## TEXTO DE LEITURA
"""

Com três brasileiros e um projeto estatal, o Iraque chegou a Copa do Mundo
Das 79 seleções que já jogaram ao menos uma edição de Copa do Mundo até hoje, 20 estiveram na disputa por somente uma ocasião. São ocasiões especiais, geralmente acontecendo devido a uma geração de ouro de um país, um investimento no esporte ou opção política. Também não é raro acompanharmos disputas internas que acabam prejudicando o desempenho, sendo este um aspecto abrangente até a seleções tradicionais, a ponto de ocorrer a demissão de um treinador dias antes da estreia.
E quando isso tudo acontece com uma só seleção? Olhando do futuro, 34 anos depois, podemos parar e pensar nos problemas que isso pode causar. Uma troca de treinador fatalmente leva a uma nova convocação, podendo gerar um time desentrosado. A interferência política no esporte pode gerar problemas ásperos referente a escolha dos atletas. Era bem difícil pensar nisso dentro do ambiente que existiu no Iraque nos anos 1980, até pelo contexto da época.
Não falamos de uma seleção puramente inocente dentro de campo, pois apesar da baixíssima experiência internacional era um time que conseguia dominar o futebol local. Sob o comando de Ammo Babba, treinador “tampão” dos Leões da Mesopotâmia por muitos anos, o Iraque conquistou o ouro nos Jogos Asiáticos de 1982 e a Copa do Golfo Árabe de 1984. 1984 também foi um ano marcante para o esporte local: Uday, o filho do então presidente Saddam Hussein, assumiu o comando do comitê olímpico e da federação locais.

"""

## Dados de apontamento com base em imagens

"""

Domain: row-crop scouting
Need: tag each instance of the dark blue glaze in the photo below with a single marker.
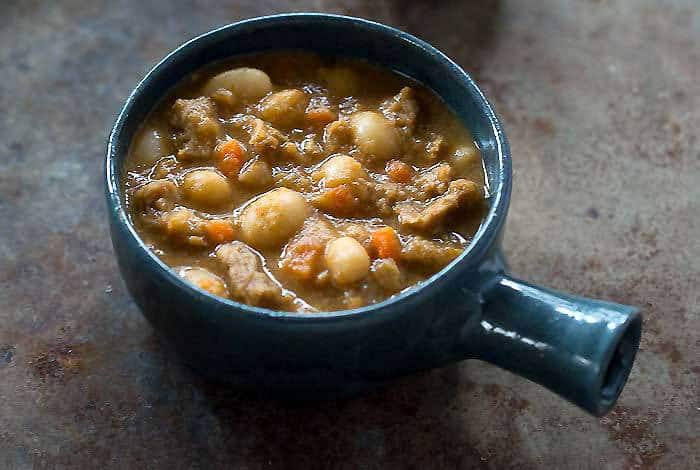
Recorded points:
(581, 349)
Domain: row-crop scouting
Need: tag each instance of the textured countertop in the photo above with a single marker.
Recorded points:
(601, 102)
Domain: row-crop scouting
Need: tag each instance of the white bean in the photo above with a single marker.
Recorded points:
(375, 135)
(206, 188)
(246, 83)
(338, 170)
(150, 145)
(273, 218)
(347, 261)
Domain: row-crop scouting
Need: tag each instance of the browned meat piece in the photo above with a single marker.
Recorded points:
(337, 136)
(428, 253)
(154, 198)
(200, 127)
(426, 217)
(247, 282)
(183, 225)
(302, 258)
(434, 181)
(346, 200)
(264, 138)
(402, 109)
(387, 274)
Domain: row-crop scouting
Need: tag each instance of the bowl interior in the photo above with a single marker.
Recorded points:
(339, 36)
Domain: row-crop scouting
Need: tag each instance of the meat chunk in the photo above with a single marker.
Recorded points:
(428, 253)
(302, 258)
(155, 198)
(247, 282)
(427, 217)
(264, 138)
(337, 136)
(434, 181)
(402, 109)
(200, 127)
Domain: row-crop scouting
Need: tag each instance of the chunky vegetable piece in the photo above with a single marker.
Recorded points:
(300, 183)
(347, 260)
(272, 219)
(206, 189)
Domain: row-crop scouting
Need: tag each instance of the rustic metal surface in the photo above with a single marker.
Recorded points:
(601, 101)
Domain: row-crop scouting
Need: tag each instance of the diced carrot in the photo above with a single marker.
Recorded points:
(320, 116)
(386, 243)
(301, 261)
(230, 148)
(398, 171)
(219, 231)
(231, 155)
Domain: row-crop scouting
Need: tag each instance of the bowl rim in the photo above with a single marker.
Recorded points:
(478, 247)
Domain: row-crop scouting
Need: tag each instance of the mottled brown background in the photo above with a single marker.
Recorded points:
(601, 101)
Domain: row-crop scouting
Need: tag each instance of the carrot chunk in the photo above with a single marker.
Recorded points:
(385, 243)
(219, 231)
(231, 155)
(399, 171)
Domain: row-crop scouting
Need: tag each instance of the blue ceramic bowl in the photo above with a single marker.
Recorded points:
(579, 348)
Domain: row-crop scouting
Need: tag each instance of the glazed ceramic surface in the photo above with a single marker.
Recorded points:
(581, 349)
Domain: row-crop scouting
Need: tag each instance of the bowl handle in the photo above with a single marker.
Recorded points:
(582, 349)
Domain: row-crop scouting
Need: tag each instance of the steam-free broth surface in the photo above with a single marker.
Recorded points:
(303, 183)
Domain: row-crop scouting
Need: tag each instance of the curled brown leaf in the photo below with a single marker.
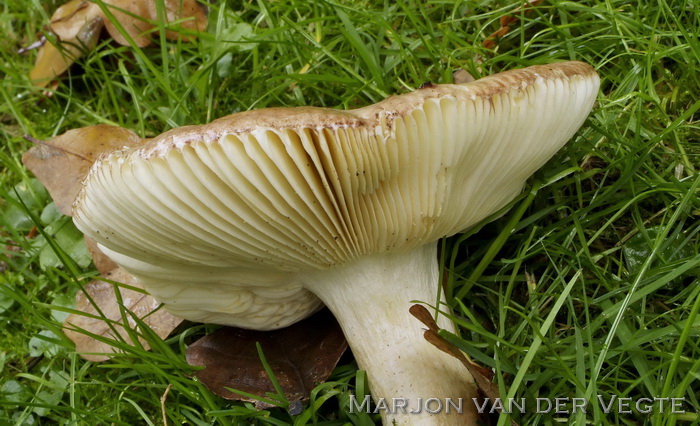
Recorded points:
(77, 26)
(300, 356)
(61, 163)
(102, 316)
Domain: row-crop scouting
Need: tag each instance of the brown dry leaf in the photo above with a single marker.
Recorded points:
(136, 18)
(461, 76)
(300, 356)
(62, 162)
(78, 24)
(104, 296)
(507, 21)
(482, 375)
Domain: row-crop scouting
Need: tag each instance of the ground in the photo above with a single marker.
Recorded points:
(587, 288)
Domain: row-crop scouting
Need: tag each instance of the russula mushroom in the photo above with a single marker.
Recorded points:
(256, 219)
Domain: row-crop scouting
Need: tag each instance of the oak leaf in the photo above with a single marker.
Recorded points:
(102, 316)
(61, 163)
(300, 356)
(77, 26)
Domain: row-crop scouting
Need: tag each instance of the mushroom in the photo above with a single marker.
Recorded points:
(258, 218)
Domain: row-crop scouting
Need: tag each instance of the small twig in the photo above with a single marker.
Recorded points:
(162, 404)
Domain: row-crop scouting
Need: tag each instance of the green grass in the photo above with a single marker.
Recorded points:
(588, 286)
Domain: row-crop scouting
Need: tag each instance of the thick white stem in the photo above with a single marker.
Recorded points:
(370, 298)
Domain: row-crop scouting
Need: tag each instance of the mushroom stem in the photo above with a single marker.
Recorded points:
(371, 297)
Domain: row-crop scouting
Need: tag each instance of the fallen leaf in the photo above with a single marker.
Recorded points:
(78, 24)
(462, 76)
(507, 21)
(110, 326)
(482, 375)
(300, 356)
(61, 163)
(138, 18)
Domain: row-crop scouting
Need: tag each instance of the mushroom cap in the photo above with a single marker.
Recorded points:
(221, 221)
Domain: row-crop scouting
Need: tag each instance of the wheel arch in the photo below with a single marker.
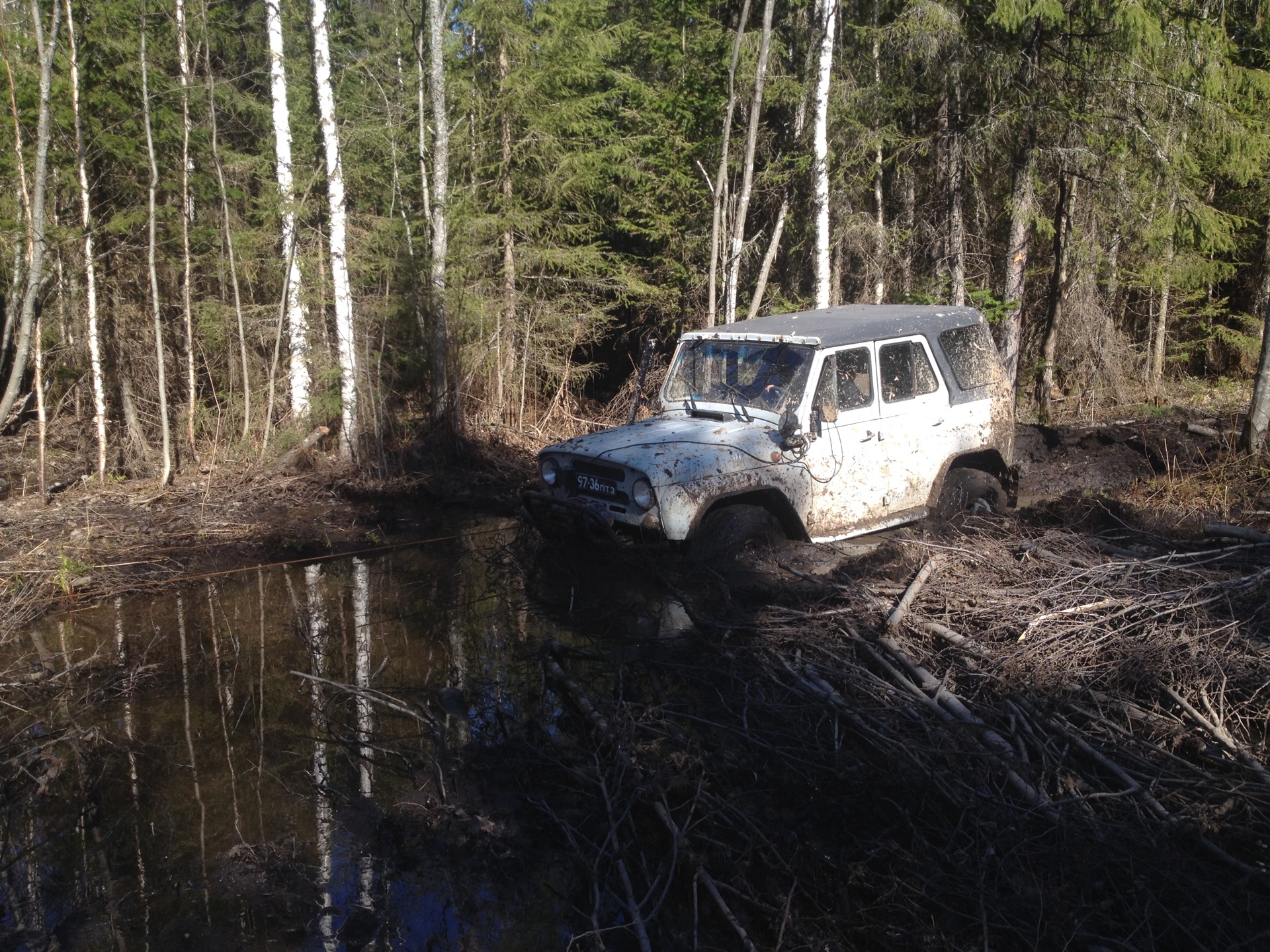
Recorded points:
(988, 460)
(770, 499)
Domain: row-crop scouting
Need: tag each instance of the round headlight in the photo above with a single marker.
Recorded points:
(642, 493)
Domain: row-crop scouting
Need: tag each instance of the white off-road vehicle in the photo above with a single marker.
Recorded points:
(816, 426)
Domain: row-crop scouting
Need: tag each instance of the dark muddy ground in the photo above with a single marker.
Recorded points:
(531, 744)
(92, 541)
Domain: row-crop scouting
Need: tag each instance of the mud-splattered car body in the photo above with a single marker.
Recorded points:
(839, 422)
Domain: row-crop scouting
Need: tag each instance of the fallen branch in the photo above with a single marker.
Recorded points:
(915, 587)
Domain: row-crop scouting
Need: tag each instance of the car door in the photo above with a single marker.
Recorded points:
(915, 415)
(846, 460)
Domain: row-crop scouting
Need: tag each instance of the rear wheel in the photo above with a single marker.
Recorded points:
(730, 532)
(969, 492)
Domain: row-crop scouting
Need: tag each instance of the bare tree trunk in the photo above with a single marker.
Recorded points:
(165, 476)
(441, 408)
(827, 17)
(720, 184)
(1259, 411)
(1023, 196)
(879, 290)
(770, 258)
(38, 244)
(1057, 291)
(1160, 334)
(747, 175)
(298, 323)
(956, 183)
(12, 309)
(187, 214)
(507, 317)
(41, 414)
(95, 340)
(229, 231)
(908, 222)
(338, 237)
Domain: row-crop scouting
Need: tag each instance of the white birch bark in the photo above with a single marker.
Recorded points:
(718, 223)
(337, 237)
(229, 231)
(38, 243)
(165, 475)
(441, 409)
(1259, 409)
(187, 215)
(298, 321)
(747, 175)
(828, 15)
(879, 290)
(95, 338)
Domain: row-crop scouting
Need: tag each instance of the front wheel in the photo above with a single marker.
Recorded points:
(970, 492)
(727, 534)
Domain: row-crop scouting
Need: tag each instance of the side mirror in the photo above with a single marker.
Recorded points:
(789, 424)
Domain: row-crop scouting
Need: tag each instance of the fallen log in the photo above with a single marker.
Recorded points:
(911, 593)
(287, 460)
(1238, 532)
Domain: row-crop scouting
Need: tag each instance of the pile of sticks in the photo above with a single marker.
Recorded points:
(1005, 736)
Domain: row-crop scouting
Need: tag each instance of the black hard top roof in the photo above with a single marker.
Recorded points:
(853, 324)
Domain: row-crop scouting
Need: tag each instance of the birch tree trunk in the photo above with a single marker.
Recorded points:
(956, 182)
(770, 258)
(38, 244)
(187, 214)
(1160, 333)
(229, 231)
(298, 323)
(747, 175)
(828, 13)
(507, 317)
(1023, 196)
(1259, 411)
(95, 339)
(441, 408)
(165, 476)
(1057, 291)
(720, 184)
(16, 286)
(337, 235)
(879, 288)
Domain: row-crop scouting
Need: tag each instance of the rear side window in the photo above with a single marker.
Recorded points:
(906, 371)
(846, 382)
(972, 356)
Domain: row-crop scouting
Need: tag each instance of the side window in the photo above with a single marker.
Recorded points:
(970, 353)
(827, 390)
(855, 379)
(846, 383)
(906, 371)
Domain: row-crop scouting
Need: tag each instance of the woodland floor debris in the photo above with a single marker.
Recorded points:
(1060, 744)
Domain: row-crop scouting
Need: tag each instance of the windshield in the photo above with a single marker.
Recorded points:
(747, 372)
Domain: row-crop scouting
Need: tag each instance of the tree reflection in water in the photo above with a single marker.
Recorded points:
(130, 830)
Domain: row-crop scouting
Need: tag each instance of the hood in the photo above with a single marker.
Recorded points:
(679, 448)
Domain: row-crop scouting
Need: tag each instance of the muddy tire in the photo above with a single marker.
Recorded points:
(969, 491)
(727, 534)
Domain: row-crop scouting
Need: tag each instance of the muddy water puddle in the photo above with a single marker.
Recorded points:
(226, 770)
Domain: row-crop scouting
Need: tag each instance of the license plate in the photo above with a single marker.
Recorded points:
(595, 485)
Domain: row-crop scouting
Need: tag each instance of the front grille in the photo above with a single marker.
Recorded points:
(605, 473)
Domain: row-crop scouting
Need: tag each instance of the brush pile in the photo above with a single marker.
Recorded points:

"""

## AÇÕES PEDIDAS
1. No texto sobre a seleção do Iraque, quem assumiu o comando do comitê olímpico e da federação locais em 1984?
2. Dê continuidade ao texto sobre a seleção do Iraque, começando logo depois da última frase mostrada.

## RESPOSTAS ESPERADAS
1. Uday, filho do então presidente Saddam Hussein.

2.
Sendo uma figura bastante controversa, Uday ficou conhecido por sua crueldade em determinadas situações. Em 1988, Uday assassinou Kamel Han Gegeo, guarda-costas do próprio pai, em uma festa em homenagem à primeira-dama do Egito. Numerosas acusações de estupros e torturas permeiam a história do filho mais velho de Saddam, morto em 2003, e não foi diferente no âmbito esportivo. Atletas iraquianos de vários esportes olímpicos relataram que foram torturados após não conseguirem vitórias.
Nos anos 1980 a relação de Uday com o futebol ficou ainda mais forte. Em 1983, ele fundou o Al-Rasheed, que rapidamente se tornou o clube mais vitorioso do país, garantindo o tricampeonato da liga local entre 1987 e 1989. O clube foi dissolvido em 1990. A relação não ficou restrita ao futebol de clubes, pois como foi dito anteriormente Uday foi presidente da federação iraquiana a partir de 1984. A mudança de patamar da seleção local tinha sequência e agora em uma nova competição: as eliminatórias para a Copa do Mundo do México.
Com direito a duas vagas diretas na competição, a AFC introduziu um novo regulamento para as eliminatórias. As 27 seleções inscritas foram divididas em duas zonas e ambas tiveram regulamentos idênticos: a primeira fase tinha quatro grupos, nos quais o líder se classificava às semifinais e os vencedores disputariam a final. A zona 1 era representada por seleções do Oriente Médio e a zona 2 tinha somente seleções do leste asiático, com a exceção de Taiwan, seleção redirecionada para as eliminatórias da Oceania.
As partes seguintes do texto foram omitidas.